Written request. Reproduce exactly the lines from the one containing "watering can spout" through the last line of the records below, both included, and nothing else.

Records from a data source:
|---|

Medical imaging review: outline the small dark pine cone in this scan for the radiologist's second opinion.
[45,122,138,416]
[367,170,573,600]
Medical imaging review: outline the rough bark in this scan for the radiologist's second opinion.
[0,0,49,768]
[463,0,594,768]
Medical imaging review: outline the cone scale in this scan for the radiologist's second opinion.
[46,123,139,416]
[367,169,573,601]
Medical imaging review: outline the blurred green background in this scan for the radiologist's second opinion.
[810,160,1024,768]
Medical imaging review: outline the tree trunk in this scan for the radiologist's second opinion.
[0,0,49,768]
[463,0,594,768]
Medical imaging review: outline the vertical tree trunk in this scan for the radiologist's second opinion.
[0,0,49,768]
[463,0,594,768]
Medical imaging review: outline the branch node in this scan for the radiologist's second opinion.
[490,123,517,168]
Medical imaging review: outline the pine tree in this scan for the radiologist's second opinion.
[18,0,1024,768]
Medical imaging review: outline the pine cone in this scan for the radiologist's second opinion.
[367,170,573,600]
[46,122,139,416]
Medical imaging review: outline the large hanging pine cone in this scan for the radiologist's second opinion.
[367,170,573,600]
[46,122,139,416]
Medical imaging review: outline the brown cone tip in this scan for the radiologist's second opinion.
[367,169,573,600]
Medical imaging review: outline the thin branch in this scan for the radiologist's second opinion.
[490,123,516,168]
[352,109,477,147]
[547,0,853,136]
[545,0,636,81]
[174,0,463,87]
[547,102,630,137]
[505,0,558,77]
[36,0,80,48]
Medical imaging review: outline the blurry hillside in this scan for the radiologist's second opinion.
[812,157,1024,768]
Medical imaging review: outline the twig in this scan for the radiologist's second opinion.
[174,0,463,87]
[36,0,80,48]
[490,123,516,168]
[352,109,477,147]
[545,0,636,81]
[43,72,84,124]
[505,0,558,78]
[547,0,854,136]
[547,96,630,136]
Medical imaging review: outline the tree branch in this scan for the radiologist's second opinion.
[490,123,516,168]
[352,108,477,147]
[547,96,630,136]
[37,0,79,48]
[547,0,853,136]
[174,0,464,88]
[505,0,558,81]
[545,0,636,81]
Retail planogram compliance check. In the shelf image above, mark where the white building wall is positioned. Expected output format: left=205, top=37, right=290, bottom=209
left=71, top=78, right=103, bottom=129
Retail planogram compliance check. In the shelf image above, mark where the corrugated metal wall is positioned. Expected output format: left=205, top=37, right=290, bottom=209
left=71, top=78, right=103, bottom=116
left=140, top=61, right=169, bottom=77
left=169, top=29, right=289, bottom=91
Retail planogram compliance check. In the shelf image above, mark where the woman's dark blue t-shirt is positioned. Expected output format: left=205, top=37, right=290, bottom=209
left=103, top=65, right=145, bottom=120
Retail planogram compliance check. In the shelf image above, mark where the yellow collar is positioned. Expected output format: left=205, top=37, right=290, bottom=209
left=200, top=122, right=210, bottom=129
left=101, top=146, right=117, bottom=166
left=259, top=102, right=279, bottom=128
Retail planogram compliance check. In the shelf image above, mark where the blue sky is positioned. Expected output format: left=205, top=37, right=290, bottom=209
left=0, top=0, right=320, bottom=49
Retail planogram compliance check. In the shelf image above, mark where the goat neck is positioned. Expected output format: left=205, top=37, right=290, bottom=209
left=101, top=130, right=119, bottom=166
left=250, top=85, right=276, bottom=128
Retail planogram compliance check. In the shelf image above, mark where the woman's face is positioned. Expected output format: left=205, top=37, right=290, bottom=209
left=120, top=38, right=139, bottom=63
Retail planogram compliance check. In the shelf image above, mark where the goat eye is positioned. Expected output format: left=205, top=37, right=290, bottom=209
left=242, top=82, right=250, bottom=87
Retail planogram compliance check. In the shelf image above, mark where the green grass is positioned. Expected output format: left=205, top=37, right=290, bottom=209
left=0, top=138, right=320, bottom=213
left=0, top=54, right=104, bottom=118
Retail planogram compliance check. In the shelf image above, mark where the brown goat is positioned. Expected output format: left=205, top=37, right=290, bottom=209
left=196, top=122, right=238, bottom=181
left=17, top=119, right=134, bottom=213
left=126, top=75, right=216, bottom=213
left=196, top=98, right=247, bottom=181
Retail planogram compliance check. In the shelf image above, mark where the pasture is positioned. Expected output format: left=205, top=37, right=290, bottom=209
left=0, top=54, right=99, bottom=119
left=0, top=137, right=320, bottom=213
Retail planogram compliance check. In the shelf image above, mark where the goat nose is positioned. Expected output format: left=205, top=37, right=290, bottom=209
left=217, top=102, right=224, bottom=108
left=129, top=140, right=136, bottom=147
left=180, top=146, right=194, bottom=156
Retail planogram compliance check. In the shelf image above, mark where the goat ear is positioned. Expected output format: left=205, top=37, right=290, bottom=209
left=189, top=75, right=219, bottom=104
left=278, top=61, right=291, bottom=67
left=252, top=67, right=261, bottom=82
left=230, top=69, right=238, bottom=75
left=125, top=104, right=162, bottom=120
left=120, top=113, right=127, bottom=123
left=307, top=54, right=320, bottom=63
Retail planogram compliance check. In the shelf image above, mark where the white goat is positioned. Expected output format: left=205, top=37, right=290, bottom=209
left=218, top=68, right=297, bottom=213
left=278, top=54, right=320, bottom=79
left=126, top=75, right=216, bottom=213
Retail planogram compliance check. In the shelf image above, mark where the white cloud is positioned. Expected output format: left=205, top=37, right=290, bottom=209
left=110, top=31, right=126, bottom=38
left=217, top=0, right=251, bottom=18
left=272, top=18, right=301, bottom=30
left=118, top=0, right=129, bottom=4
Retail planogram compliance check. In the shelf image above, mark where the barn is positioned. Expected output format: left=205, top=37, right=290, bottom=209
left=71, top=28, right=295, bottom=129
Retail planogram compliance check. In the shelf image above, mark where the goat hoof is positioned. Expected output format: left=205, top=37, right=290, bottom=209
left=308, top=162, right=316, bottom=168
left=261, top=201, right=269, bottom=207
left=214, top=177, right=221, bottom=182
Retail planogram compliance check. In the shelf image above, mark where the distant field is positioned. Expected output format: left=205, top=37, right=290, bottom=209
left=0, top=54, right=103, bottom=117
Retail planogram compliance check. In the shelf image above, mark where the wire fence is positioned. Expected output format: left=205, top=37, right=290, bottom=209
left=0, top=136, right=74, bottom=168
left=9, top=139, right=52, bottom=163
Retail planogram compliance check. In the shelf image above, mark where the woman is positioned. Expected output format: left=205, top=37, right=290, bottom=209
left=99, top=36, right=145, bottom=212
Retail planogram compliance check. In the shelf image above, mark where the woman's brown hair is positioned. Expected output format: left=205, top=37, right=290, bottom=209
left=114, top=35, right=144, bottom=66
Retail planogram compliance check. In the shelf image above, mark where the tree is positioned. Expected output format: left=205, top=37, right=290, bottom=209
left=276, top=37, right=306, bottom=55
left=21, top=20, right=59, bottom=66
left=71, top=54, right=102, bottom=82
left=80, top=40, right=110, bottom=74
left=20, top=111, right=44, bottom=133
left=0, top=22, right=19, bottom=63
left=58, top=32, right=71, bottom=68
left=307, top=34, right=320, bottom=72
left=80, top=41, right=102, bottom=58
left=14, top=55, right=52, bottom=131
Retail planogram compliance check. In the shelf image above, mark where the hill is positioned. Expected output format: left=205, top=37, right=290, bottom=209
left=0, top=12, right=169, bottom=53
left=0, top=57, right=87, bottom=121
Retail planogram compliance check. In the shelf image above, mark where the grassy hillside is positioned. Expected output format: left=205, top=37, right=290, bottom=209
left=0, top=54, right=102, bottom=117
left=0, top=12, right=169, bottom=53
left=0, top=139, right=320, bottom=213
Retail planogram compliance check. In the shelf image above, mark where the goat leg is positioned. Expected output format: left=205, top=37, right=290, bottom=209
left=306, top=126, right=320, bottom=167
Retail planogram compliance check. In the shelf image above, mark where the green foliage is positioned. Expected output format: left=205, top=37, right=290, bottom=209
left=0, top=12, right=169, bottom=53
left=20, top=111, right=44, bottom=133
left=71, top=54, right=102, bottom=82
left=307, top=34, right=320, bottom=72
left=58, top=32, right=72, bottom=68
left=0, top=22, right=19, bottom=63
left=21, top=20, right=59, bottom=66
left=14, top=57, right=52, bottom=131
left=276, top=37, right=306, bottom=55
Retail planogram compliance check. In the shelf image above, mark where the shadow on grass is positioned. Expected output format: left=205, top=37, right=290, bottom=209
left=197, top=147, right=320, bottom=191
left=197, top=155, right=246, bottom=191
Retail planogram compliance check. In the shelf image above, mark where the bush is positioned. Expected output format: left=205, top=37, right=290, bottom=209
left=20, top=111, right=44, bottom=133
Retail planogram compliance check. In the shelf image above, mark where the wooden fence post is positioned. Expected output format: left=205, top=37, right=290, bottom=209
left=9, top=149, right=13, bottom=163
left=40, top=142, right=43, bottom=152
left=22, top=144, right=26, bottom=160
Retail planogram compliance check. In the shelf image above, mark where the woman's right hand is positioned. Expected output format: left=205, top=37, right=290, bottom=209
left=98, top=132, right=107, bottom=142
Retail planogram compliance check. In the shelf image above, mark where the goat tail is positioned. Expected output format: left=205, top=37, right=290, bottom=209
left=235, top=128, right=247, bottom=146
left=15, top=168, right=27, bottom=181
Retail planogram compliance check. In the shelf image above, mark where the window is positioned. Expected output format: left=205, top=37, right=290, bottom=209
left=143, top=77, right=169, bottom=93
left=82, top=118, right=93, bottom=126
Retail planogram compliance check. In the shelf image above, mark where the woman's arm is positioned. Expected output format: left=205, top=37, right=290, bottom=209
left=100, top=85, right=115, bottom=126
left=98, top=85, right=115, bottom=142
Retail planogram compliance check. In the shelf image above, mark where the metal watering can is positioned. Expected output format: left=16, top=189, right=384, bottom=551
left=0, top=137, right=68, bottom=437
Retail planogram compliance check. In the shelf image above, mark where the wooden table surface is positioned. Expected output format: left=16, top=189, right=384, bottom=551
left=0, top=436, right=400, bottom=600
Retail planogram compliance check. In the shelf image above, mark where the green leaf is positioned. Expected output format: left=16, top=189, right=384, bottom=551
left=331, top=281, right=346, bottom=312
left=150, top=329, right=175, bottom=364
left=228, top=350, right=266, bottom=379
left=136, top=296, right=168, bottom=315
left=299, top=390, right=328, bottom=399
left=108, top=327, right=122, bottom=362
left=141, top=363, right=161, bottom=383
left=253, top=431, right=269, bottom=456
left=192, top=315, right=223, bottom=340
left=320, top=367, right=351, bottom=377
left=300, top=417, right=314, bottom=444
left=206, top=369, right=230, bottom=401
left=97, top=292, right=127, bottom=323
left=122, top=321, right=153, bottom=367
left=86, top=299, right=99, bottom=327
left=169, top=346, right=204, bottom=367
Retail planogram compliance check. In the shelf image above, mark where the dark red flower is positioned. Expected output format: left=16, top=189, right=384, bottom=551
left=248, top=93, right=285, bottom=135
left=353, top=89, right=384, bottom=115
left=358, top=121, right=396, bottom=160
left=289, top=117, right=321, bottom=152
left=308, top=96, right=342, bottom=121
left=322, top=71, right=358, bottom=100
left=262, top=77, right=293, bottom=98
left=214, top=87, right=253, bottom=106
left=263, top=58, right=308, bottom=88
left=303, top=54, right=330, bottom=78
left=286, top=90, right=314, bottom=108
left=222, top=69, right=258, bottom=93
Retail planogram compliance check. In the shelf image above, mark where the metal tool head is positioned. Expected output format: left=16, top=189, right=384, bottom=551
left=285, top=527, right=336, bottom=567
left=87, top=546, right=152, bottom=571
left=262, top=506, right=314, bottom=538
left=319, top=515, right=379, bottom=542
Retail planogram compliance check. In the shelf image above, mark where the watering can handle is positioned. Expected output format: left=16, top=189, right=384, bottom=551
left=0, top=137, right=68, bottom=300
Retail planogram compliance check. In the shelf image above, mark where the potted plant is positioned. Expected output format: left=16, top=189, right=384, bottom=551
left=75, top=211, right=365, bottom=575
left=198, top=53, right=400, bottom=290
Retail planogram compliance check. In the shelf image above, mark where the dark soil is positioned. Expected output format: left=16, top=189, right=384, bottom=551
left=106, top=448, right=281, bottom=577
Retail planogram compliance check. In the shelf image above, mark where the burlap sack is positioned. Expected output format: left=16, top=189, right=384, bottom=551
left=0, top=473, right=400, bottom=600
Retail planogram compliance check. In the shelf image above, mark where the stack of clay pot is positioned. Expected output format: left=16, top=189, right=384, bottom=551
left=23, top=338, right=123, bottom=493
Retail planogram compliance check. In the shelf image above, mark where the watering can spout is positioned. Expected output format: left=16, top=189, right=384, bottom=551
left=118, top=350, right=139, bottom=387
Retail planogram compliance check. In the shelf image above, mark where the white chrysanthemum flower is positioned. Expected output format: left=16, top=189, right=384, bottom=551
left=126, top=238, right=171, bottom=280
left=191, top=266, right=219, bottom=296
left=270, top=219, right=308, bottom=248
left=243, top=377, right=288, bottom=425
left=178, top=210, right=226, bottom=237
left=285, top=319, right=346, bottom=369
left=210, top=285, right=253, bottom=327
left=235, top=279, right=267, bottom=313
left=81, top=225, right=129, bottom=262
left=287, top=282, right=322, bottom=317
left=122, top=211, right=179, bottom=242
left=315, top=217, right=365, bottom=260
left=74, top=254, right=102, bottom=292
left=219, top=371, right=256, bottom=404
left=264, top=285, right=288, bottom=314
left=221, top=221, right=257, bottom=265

|---|

Written reply.
Retail planogram compliance check. In the shelf image above, mark where the watering can spout is positioned. Expected output format: left=16, top=189, right=384, bottom=551
left=118, top=350, right=139, bottom=387
Retail planogram compliance check. In the shelf image above, mark where the white chrysanthemum flower is positioned. Expected output format: left=16, top=189, right=384, bottom=551
left=126, top=238, right=171, bottom=280
left=191, top=266, right=219, bottom=296
left=270, top=219, right=308, bottom=248
left=243, top=377, right=288, bottom=425
left=178, top=210, right=226, bottom=237
left=285, top=319, right=346, bottom=369
left=210, top=285, right=253, bottom=327
left=235, top=279, right=267, bottom=313
left=81, top=225, right=129, bottom=262
left=287, top=282, right=322, bottom=317
left=122, top=211, right=179, bottom=242
left=315, top=217, right=365, bottom=260
left=74, top=254, right=102, bottom=292
left=219, top=371, right=256, bottom=404
left=264, top=285, right=288, bottom=314
left=221, top=221, right=257, bottom=265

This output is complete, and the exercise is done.